Records supplied:
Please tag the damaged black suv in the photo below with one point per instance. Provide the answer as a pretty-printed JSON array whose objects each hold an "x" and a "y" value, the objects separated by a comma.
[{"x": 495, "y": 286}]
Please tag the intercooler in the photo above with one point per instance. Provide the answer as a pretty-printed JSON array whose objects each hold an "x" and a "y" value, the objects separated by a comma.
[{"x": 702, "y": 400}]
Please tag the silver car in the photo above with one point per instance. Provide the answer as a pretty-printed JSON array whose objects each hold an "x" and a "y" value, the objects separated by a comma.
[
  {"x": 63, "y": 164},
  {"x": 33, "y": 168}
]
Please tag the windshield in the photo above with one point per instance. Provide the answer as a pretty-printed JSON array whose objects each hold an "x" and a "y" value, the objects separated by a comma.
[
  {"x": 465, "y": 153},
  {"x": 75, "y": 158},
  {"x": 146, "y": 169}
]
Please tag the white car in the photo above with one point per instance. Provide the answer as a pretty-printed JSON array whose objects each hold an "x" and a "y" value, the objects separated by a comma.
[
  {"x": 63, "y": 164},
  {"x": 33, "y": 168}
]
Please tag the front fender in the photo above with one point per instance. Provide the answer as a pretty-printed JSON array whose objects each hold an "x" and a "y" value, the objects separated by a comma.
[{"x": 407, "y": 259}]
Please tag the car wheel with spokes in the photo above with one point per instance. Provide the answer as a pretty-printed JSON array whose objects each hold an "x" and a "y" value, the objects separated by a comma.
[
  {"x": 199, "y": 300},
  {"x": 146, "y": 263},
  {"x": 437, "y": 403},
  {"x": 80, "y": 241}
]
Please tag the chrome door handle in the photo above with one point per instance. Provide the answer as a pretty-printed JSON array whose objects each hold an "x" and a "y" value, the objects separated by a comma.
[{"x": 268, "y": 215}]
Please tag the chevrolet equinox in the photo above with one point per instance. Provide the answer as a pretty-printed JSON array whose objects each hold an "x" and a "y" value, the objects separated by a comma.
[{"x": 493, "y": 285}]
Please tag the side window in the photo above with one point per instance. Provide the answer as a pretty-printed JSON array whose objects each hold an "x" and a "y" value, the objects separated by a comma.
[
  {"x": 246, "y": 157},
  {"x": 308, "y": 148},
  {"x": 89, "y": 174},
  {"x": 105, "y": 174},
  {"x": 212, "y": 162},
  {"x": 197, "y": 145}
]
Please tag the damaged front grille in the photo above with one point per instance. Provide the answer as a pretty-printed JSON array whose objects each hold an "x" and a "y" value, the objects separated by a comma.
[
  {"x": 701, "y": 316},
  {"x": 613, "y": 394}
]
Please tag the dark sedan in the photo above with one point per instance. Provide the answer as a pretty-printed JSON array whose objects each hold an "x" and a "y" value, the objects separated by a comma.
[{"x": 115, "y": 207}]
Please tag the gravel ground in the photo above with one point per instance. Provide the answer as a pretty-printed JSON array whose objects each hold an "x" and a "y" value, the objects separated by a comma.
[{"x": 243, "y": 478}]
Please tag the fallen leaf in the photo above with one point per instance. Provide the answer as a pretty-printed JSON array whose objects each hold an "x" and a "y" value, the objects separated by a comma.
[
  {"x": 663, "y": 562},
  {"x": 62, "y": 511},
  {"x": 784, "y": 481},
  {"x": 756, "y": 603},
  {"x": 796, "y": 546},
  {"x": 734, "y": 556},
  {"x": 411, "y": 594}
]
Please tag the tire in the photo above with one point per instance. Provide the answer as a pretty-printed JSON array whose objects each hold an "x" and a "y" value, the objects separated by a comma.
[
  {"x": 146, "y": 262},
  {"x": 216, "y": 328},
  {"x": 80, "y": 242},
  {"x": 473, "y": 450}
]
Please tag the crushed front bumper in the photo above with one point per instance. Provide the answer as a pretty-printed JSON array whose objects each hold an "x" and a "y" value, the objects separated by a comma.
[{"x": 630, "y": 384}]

What you should do: The full set of records above must be reproduced exactly in the reply.

Task response:
Please tag the damaged black suv in the photo below with one point per instance. Provide the answer as a pretty-printed JSON array whose objects each hold an "x" and a "y" value, the objects separated by a comma.
[{"x": 495, "y": 286}]
Please tag the intercooler in the photo above with one point per instance. Provide the answer as a pretty-printed JSON array whose objects each hold an "x" and a "y" value, the objects separated by a comma.
[{"x": 702, "y": 400}]
Please tag the silver car in the photo above with one point per instance. Provide the answer as a pretty-printed JSON array whose objects each hold an "x" and a "y" value, the objects separated by a comma.
[
  {"x": 63, "y": 164},
  {"x": 33, "y": 168}
]
Please tag the windshield in the photo above with one point per instance. Provide the answer as a pretty-printed JSON array whose objects each hold an "x" and a "y" value, the objects separated by a comma.
[
  {"x": 465, "y": 153},
  {"x": 75, "y": 158},
  {"x": 146, "y": 169}
]
Please tag the white car in the photo above with one point per instance. Provide the answer as a pretty-printed JSON array whose objects each hold an "x" and a "y" value, the objects separated by a comma.
[
  {"x": 63, "y": 164},
  {"x": 33, "y": 168}
]
Please tag the front fender in the photo above with one point per instance. Provide the answer as a pretty-printed JSON array whose objects each hold an "x" and a "y" value, the objects separated by a comma.
[{"x": 407, "y": 259}]
Please tag the car wheel with spokes in the photo above with one point per instance. Provide the answer as a pretty-printed JSON array whose objects each hold an "x" and a "y" value, the objects separated by a comma.
[
  {"x": 199, "y": 300},
  {"x": 146, "y": 263},
  {"x": 437, "y": 403},
  {"x": 80, "y": 241}
]
Please tag the chrome door handle in the photo above with one point per instance. Provide the answer as a pretty-printed JSON array whose objects each hold an "x" and a "y" value, the objects separated by a comma.
[{"x": 268, "y": 215}]
Please tag the chevrolet equinox in the photo above with one point per instance. Provide the answer as a pretty-printed JSON array whose objects each hold an "x" and a "y" value, the objects separated by a comma.
[{"x": 493, "y": 285}]
Please tag the side window in the photo above with one point per instance. Provide the answer as a pretty-printed JSON array whose objects each hold an "x" and a "y" value, the objects separated by a comma.
[
  {"x": 246, "y": 157},
  {"x": 308, "y": 148},
  {"x": 89, "y": 174},
  {"x": 105, "y": 174},
  {"x": 212, "y": 162},
  {"x": 197, "y": 145}
]
Please tag the damaged front grille in the photo above with one point per instance. Provide the answer as a pretty-printed JSON array whose objects each hold an "x" and a "y" value, the objects separated by a comma.
[
  {"x": 701, "y": 316},
  {"x": 613, "y": 394}
]
Please tag the dark sedan in the photo above with one point per instance. Provide the answer as a pretty-printed JSON array whose objects each hold an "x" and a "y" value, the objects separated by a comma.
[{"x": 115, "y": 207}]
Please tag the gravel ground in the photo above with one point per instance. Provide the answer as a pretty-printed JSON array whose objects each hold an "x" and a "y" value, the objects separated by a comma.
[{"x": 243, "y": 478}]
Please tag the fallen leaf in the photo above with one point per instance. Provide the answer as a pretty-printed JSON array whose objects each hold an "x" and a "y" value, the objects separated by a comma.
[
  {"x": 663, "y": 562},
  {"x": 62, "y": 511},
  {"x": 784, "y": 481},
  {"x": 756, "y": 603},
  {"x": 796, "y": 546},
  {"x": 734, "y": 556},
  {"x": 411, "y": 594}
]
Please tag the tire in the photo above with one point per instance. Provide the answer as a pretty-printed JSON array whose objects each hold an "x" and a "y" value, the objects separated by a comma.
[
  {"x": 146, "y": 262},
  {"x": 216, "y": 328},
  {"x": 80, "y": 242},
  {"x": 473, "y": 450}
]
Please tag the crushed front bumper in the photo above with one point per instance. Provide the answer as a pretty-printed JSON array whose objects each hold an "x" and a "y" value, the objects separated by a comma.
[{"x": 630, "y": 384}]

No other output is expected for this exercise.